— START Page extract —
Because of my extremely troubled childhood, I am continually asked, “How does one overcome tragedy or difficult life challenges?” Without knowing the particular details of someone’s situation, my generic answer usually has something to do with the reclaiming of a positive emotional state by taking responsibility, forgiveness, and letting go.

That answer, while truthful, regularly doesn’t suffice, and the person will inevitably respond, “Yeah, but…How?” This opens the door for a more detailed explanation, which I’m happy to give.

My first suggestion is to find or create a supportive environment (which can include, but is not limited to, family and friends).

After my parents were murdered, I was very fortunate to be placed into the custody of my maternal grandmother. She provided a loving and nurturing environment that allowed me to grow and flourish after witnessing such a heinous incident.

In your case, you may find it helpful to locate a support group or an organization that can help you work through your issues, or you may want to link up with a productive group of like-minded people to have as a social outlet. You can find groups of almost any interest you can think of at Meetup.com. I’m not suggesting you find a Meetup group to dump your problems. I am suggesting that, as you work through your challenges, you have other outlets so that you don’t allow your problems or current life situation to consume you. You can also create a supportive environment by cleaning, organizing, and beautifying your immediate environment in some way. Maybe you can buy some fresh flowers or put up a photograph or picture that makes you smile and place the objects where you will regularly see them. Although these may seem like trivial suggestions, these simple ideas will start to move the mind and body toward overcoming your challenging situation.

My biggest emotional breakthroughs have happened through forgiveness, letting go, and taking responsibility. Believe me when I tell you, it took a lot of work for me to come to a place where I could forgive the man that killed my mother.

After honestly realizing that I could not change the past, I started to ask myself better questions, like: If I can’t change the past, how can I change my feelings about what happened?
— END Page extract —
— START Given entries —
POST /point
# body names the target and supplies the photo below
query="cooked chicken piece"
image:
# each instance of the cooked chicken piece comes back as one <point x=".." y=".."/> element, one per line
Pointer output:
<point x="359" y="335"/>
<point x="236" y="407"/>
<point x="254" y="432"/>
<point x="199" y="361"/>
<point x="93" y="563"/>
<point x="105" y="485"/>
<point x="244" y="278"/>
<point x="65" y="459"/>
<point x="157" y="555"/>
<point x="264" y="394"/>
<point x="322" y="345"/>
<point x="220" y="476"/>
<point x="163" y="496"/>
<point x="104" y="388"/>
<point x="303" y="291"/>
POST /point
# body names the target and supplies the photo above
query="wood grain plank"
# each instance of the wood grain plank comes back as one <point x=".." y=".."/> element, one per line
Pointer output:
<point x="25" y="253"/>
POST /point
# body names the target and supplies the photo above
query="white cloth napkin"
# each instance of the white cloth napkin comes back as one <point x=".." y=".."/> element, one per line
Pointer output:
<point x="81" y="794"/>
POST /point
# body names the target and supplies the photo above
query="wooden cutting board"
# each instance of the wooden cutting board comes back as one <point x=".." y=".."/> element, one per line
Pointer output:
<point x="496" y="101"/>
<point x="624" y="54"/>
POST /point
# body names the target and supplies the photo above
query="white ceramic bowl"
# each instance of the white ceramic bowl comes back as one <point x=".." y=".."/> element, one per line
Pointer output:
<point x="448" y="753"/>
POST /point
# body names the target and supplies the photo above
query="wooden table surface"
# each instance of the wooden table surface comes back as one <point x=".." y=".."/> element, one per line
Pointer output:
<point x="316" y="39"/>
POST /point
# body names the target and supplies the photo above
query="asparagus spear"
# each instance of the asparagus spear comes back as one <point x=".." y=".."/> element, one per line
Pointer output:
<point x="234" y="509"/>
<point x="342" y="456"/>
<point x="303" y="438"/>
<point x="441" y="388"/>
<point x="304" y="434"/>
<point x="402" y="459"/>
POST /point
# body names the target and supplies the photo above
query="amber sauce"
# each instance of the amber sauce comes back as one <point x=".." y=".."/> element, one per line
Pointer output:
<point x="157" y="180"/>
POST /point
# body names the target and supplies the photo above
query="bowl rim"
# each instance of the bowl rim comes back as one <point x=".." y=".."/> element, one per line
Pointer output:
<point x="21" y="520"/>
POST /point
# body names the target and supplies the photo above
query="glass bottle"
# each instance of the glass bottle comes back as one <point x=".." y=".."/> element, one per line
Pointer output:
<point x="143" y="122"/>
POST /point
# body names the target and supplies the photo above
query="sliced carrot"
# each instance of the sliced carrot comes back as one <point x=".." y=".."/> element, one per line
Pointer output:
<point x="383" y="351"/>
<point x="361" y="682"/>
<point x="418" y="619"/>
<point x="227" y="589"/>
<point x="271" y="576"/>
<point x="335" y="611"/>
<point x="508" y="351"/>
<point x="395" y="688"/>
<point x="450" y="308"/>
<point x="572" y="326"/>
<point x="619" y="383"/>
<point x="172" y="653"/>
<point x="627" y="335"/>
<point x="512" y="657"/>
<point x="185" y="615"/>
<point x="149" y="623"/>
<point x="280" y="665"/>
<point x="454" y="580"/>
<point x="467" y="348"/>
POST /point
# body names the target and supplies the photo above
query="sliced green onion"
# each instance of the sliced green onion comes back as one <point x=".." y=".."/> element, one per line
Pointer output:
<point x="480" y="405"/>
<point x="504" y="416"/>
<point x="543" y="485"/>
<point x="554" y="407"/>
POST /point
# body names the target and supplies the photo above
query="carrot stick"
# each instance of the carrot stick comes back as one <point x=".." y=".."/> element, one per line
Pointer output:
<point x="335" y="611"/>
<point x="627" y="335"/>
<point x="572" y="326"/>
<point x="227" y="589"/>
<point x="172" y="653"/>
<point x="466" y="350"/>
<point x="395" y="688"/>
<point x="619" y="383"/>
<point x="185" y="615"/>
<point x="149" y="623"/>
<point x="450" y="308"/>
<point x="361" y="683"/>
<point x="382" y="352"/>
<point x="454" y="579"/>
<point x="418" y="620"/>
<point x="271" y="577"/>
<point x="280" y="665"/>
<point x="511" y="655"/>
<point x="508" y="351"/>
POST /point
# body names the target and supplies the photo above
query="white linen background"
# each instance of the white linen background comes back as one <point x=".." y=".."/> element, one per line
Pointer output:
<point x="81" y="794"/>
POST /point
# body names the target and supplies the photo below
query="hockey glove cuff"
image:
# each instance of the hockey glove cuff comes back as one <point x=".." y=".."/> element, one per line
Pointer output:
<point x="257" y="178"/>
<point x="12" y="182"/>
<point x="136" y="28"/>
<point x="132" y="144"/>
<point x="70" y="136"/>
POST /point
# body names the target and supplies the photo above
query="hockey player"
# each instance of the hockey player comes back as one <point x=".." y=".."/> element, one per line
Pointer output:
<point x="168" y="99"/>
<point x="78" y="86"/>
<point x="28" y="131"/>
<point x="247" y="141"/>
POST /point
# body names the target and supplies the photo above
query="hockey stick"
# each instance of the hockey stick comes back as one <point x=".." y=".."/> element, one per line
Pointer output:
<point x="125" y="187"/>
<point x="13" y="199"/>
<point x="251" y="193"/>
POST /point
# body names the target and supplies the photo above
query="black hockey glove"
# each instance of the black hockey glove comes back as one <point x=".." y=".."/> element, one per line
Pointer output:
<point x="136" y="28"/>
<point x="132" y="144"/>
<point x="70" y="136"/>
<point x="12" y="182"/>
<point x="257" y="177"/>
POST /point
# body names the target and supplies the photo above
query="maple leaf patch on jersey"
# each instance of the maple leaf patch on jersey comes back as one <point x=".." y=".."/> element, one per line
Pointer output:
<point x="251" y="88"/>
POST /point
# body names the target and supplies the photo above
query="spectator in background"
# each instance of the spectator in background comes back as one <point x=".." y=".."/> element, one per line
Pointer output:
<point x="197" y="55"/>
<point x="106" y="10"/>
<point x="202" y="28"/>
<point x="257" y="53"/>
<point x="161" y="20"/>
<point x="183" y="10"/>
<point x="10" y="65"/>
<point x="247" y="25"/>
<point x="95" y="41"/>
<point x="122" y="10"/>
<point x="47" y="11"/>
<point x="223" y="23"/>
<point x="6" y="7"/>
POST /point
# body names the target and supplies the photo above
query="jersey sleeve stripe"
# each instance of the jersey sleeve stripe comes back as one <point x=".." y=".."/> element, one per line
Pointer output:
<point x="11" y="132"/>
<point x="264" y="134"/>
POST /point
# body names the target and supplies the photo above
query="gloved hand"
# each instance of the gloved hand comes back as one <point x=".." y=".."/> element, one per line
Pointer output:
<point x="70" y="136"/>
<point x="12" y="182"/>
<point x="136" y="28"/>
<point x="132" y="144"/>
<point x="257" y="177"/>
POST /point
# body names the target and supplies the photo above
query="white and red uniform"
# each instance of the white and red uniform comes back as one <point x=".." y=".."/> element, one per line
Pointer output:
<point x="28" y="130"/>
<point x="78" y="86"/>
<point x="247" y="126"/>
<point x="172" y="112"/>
— END Given entries —
— START Given entries —
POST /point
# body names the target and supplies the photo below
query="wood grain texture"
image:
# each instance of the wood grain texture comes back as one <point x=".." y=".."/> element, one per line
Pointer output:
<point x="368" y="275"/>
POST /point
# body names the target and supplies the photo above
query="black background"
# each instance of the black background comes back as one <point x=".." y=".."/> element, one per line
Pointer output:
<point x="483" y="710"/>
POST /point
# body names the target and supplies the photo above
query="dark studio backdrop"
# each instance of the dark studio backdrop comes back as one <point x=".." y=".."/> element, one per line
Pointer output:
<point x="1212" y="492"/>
— END Given entries —
- Tasks and exercises
1. In the essay on overcoming tragedy, who was given custody of the writer after the parents were murdered?
2. Retype the part of the essay on overcoming tragedy that opens with the words containing "My first suggestion" and closes with "a heinous incident.".
The records have no connection to the essay on overcoming tragedy.

- Outputs by task
1. The writer's maternal grandmother.

2.
My first suggestion is to find or create a supportive environment (which can include, but is not limited to, family and friends).

After my parents were murdered, I was very fortunate to be placed into the custody of my maternal grandmother. She provided a loving and nurturing environment that allowed me to grow and flourish after witnessing such a heinous incident.